- SELECTED EXCERPT:

Sara Thompson designed this jacket for Jenn Miori Hodges (worn here by the musician) before she performed at the Grand Ole Opry in Nashville. Photo courtesy Sara Thompson/Circa 1975 Chainstitch

Lockhart artist Sara Thompson spent more than two decades as a hairstylist.

“I stood on my feet my entire life,” she says. “It’s kind of shocking that I can sit and do this.”

Thompson is talking to me by phone about her new life as the founder and artist behind Circa 1975, a chain stitch embroidery brand that adds nature-inspired designs to shirts, jackets, pillows, and even custom suits, like the one she made for bluegrass musician and Fiddler’s Green Music Shop owner Jenn Miori Hodges, who wore one of Thompson’s pieces on stage at the Grand Ole Opry in Nashville earlier this year.

Thompson grew up on a pig farm in Illinois and moved to Austin in 2000, where she started her career in hair, which she always considered an artform, even if her creations didn’t last for long. Several years before the pandemic, one of her hair clients had bought a chain stitch machine and kept talking about it, so Thompson found her own machine, a 1932 Singer, to try it out. “Anything I can do with my hands, I want to learn how to do,” she says. “That’s how I’ve always been.”

Thompson has long been a maker but learning how to use the nearly 90-year-old machine was like learning a musical instrument. It took Thompson “a good four months to get OK and then another year to get decent,” she says, adding that she was spending 20 to 30 hours a week developing her skills on the machine.

After moving in 2017 to Lockhart, about 30 miles south of Austin on US 183, Thompson continued to commute to the capital city several days a week for her hair clients. When the COVID lockdown started, however, she stopped going to the salon altogether and spent all her time on the machine. “All I was doing was chain stitching,” she says. “It was all I wanted to do.”

Chain stitching, as a hand embroidery stitch, has been around for centuries, but it wasn’t until the late 1800s that the first chain stitching machines allowed seamstresses to quickly add names to workwear and, later, designs on heavy fabrics used to make suits, jackets, and vests.

By the 1960s, famed Western wear designers Nudie Cohn and Viola Grae were adding elaborate chain stitch designs to flashy suits worn by everyone from Elvis to Gram Parsons.

Sara Thompson uses desert and other Southwest motifs in her designs for Circa 1975 Chainstitch. Photo courtesy Sara Thompson/Circa 1975 Chainstitch

Cohn’s “Nudie suits” sparked a chain stitch craze that lasted into the 1980s, but the machines fell out of favor until a recent revival by artists like Austin-based Fort Lonesome and Thompson, whose designs are often inspired by the vast landscapes of West Texas—cacti, roadrunners, sunsets over the mountains. “I didn’t set out to have a certain aesthetic, but I like it with the nature vibe, and I’m personally drawn to anything that’s desert,” Thompson says.

[Photo-based referring expression data]
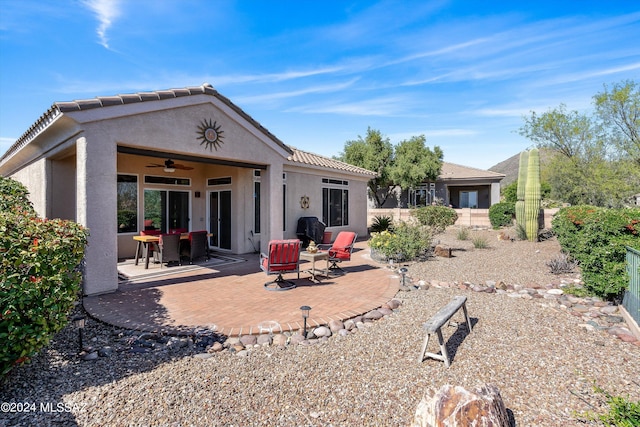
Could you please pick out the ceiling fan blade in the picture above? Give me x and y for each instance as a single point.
(183, 167)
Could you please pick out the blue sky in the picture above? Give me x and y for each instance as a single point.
(319, 73)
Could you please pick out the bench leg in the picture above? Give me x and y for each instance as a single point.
(466, 316)
(424, 347)
(443, 348)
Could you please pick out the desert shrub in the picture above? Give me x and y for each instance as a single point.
(502, 214)
(381, 223)
(480, 242)
(436, 218)
(597, 239)
(39, 279)
(463, 234)
(562, 264)
(406, 242)
(622, 412)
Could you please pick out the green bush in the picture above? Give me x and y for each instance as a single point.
(597, 238)
(437, 218)
(405, 243)
(502, 214)
(39, 279)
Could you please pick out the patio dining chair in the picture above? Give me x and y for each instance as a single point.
(283, 257)
(341, 249)
(169, 246)
(197, 246)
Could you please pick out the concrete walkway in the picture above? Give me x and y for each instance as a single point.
(230, 298)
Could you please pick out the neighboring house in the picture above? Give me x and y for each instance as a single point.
(457, 186)
(106, 163)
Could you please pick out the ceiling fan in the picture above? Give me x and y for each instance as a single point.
(169, 166)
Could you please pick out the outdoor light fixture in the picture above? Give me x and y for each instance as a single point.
(403, 271)
(79, 322)
(305, 313)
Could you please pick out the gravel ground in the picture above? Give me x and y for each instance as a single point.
(542, 361)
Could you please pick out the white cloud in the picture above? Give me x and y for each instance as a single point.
(106, 11)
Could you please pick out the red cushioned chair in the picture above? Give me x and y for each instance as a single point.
(341, 249)
(283, 257)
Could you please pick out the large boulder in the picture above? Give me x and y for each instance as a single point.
(456, 407)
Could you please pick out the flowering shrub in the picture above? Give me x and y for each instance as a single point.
(436, 218)
(597, 238)
(406, 242)
(39, 279)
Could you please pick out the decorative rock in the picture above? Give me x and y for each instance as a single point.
(457, 407)
(247, 340)
(279, 341)
(297, 339)
(349, 324)
(203, 355)
(394, 303)
(335, 325)
(373, 315)
(609, 309)
(105, 351)
(89, 356)
(216, 347)
(385, 311)
(322, 331)
(264, 340)
(442, 251)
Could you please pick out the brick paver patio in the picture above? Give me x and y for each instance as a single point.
(231, 298)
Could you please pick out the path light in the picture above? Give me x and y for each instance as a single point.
(305, 313)
(403, 271)
(79, 322)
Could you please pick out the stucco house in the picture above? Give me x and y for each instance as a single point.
(457, 186)
(180, 158)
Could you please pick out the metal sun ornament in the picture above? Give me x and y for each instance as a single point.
(210, 134)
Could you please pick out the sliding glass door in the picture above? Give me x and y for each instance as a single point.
(166, 210)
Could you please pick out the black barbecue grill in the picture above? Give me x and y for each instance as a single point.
(310, 228)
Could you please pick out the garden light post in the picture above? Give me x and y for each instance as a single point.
(79, 322)
(305, 313)
(403, 271)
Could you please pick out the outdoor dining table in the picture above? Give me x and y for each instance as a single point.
(313, 257)
(145, 242)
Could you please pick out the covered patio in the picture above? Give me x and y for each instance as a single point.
(228, 297)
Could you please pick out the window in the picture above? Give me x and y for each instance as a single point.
(127, 203)
(335, 203)
(469, 199)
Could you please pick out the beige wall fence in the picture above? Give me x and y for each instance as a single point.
(466, 217)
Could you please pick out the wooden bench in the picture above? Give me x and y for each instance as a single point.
(434, 325)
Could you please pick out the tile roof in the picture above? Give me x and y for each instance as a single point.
(454, 171)
(59, 108)
(312, 159)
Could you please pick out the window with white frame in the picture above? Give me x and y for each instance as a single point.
(335, 202)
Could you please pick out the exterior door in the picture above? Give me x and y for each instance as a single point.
(220, 219)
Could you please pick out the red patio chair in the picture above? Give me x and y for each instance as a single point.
(341, 249)
(283, 257)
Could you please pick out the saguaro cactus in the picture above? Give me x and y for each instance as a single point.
(532, 196)
(522, 179)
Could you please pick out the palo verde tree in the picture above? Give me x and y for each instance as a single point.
(594, 159)
(375, 153)
(405, 165)
(619, 111)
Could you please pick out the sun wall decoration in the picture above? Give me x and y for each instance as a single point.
(210, 134)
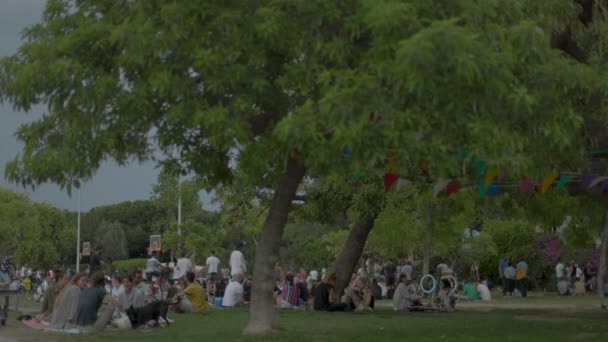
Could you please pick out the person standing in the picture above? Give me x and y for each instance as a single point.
(152, 267)
(474, 274)
(237, 260)
(183, 265)
(559, 272)
(212, 269)
(502, 265)
(96, 262)
(509, 274)
(521, 277)
(234, 293)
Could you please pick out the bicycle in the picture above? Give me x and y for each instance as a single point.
(427, 284)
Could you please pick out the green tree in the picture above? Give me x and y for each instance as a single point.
(269, 86)
(35, 234)
(112, 237)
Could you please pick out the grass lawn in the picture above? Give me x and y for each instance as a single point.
(559, 319)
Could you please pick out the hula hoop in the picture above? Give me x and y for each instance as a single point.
(431, 279)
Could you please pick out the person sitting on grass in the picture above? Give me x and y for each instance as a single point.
(193, 296)
(405, 297)
(233, 294)
(60, 279)
(67, 303)
(324, 296)
(131, 296)
(90, 301)
(358, 295)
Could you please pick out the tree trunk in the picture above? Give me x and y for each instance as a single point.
(353, 247)
(428, 241)
(262, 312)
(601, 272)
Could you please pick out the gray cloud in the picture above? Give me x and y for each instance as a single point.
(112, 183)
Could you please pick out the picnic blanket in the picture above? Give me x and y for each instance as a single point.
(32, 323)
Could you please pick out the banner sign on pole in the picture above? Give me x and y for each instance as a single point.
(155, 245)
(86, 249)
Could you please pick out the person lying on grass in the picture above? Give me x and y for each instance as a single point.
(67, 303)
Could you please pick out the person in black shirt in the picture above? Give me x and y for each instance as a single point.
(323, 295)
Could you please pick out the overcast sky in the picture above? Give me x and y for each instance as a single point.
(111, 184)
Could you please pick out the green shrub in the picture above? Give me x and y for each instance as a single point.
(129, 265)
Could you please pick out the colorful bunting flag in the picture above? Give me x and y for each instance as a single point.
(483, 188)
(586, 180)
(440, 185)
(493, 190)
(501, 176)
(490, 176)
(597, 181)
(525, 184)
(346, 152)
(402, 183)
(563, 180)
(452, 188)
(481, 167)
(604, 186)
(548, 181)
(389, 180)
(422, 167)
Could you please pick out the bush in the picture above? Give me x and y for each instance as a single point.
(129, 265)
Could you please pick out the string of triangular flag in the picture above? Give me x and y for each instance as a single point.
(492, 180)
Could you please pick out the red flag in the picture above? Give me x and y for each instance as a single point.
(389, 180)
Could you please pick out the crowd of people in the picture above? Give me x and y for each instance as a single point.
(87, 299)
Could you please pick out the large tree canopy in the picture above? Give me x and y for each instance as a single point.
(268, 87)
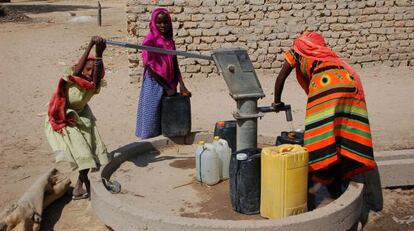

- WORK REQUEST: In the article on Circa 1975 Chainstitch, what machine did Sara Thompson find to try chain stitching?

- RESPONSE TO THIS EXERCISE: A 1932 Singer.